• **Task directions**: Please recast every line of the records below as a Markdown table with two columns, Row and Line, giving each row a number and leaving out blank lines.
>> start Data shown
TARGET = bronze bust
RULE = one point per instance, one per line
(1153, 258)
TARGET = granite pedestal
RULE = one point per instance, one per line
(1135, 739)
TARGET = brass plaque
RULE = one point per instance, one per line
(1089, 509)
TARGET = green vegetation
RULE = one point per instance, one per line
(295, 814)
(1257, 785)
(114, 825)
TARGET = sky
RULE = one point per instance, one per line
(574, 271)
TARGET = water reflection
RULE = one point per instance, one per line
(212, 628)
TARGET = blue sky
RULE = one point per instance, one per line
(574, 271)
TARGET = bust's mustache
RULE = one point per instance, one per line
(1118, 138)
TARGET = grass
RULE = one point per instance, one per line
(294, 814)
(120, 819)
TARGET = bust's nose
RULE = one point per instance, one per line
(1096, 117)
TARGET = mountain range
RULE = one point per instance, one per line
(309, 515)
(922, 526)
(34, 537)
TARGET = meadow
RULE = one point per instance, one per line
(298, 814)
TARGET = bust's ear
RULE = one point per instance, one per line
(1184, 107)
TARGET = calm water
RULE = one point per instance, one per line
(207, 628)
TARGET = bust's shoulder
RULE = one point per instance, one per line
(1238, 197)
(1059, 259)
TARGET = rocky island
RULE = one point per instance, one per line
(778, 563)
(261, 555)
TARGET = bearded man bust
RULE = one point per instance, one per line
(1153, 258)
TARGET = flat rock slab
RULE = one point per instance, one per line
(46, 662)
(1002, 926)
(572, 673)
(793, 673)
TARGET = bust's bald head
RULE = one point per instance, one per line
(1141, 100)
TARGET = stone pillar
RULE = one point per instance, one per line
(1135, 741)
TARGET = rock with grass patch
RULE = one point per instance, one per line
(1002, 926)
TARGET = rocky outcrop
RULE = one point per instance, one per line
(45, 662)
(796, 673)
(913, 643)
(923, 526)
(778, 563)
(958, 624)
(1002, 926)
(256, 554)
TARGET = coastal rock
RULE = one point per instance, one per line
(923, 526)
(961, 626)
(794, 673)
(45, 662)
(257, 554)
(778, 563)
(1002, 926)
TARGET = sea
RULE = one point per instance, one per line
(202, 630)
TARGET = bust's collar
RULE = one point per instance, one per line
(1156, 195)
>> end Data shown
• **Written reply**:
| Row | Line |
|---|---|
| 1 | TARGET = bronze bust |
| 2 | RULE = one point per instance, one per line |
| 3 | (1153, 258) |
| 4 | TARGET = granite pedestal |
| 5 | RULE = one point per instance, one per line |
| 6 | (1135, 739) |
| 7 | TARGET = brass plaque |
| 8 | RULE = one point per instance, one per line |
| 9 | (1089, 509) |
| 10 | TARGET = green vegetation |
| 11 | RULE = one point per instance, one per line |
| 12 | (295, 814) |
| 13 | (1257, 785) |
| 14 | (114, 825) |
| 15 | TARGET = sky |
| 16 | RULE = one point per instance, one per line |
| 17 | (574, 271) |
| 18 | TARGET = water reflection |
| 19 | RULE = one point per instance, one per line |
| 20 | (212, 628) |
| 21 | TARGET = blue sky |
| 22 | RULE = one point per instance, one per line |
| 23 | (574, 271) |
| 24 | TARGET = bust's mustache |
| 25 | RULE = one point per instance, one per line |
| 26 | (1118, 138) |
| 27 | TARGET = grass |
| 28 | RULE = one point per instance, one per line |
| 29 | (294, 814) |
| 30 | (120, 819) |
| 31 | TARGET = bust's nose |
| 32 | RULE = one point per instance, one per line |
| 33 | (1096, 117) |
| 34 | TARGET = mountain range |
| 35 | RULE = one point per instance, one per line |
| 36 | (309, 515) |
| 37 | (922, 526) |
| 38 | (34, 537) |
| 39 | TARGET = meadow |
| 40 | RULE = one point per instance, one per line |
| 41 | (298, 814) |
| 42 | TARGET = bust's ear |
| 43 | RULE = one point per instance, one per line |
| 44 | (1184, 107) |
| 45 | TARGET = calm water |
| 46 | RULE = one point per instance, one per line |
| 47 | (207, 628) |
| 48 | TARGET = bust's shoulder |
| 49 | RULE = one point per instance, one per line |
| 50 | (1238, 197) |
| 51 | (1059, 259) |
| 52 | TARGET = rocky island |
| 53 | RULE = one point per instance, one per line |
| 54 | (778, 563) |
| 55 | (261, 555) |
| 56 | TARGET = bearded man bust |
| 57 | RULE = one point per instance, one per line |
| 58 | (1153, 258) |
| 59 | TARGET = flat rock slab |
| 60 | RULE = one point per instance, one per line |
| 61 | (46, 662) |
| 62 | (1002, 926) |
| 63 | (572, 673) |
| 64 | (793, 673) |
| 65 | TARGET = bust's bald head |
| 66 | RULE = one point per instance, one per line |
| 67 | (1141, 100) |
| 68 | TARGET = stone pillar |
| 69 | RULE = one point per instance, one per line |
| 70 | (1135, 741) |
| 71 | TARGET = rock with grass patch |
| 72 | RULE = one point per instance, one per line |
| 73 | (1002, 926) |
| 74 | TARGET = rocky outcrop |
| 75 | RULE = one point per instance, one per line |
| 76 | (45, 662) |
| 77 | (796, 673) |
| 78 | (913, 643) |
| 79 | (923, 526) |
| 80 | (778, 563) |
| 81 | (958, 624) |
| 82 | (1002, 926) |
| 83 | (256, 554) |
| 84 | TARGET = coastal rock |
| 85 | RULE = one point per instance, one per line |
| 86 | (923, 526) |
| 87 | (961, 626) |
| 88 | (794, 673) |
| 89 | (45, 662) |
| 90 | (257, 554) |
| 91 | (778, 563) |
| 92 | (1002, 926) |
| 93 | TARGET = sea |
| 94 | RULE = one point per instance, one per line |
| 95 | (202, 630) |
| 96 | TARGET = bust's collar |
| 97 | RULE = one point per instance, one per line |
| 98 | (1156, 195) |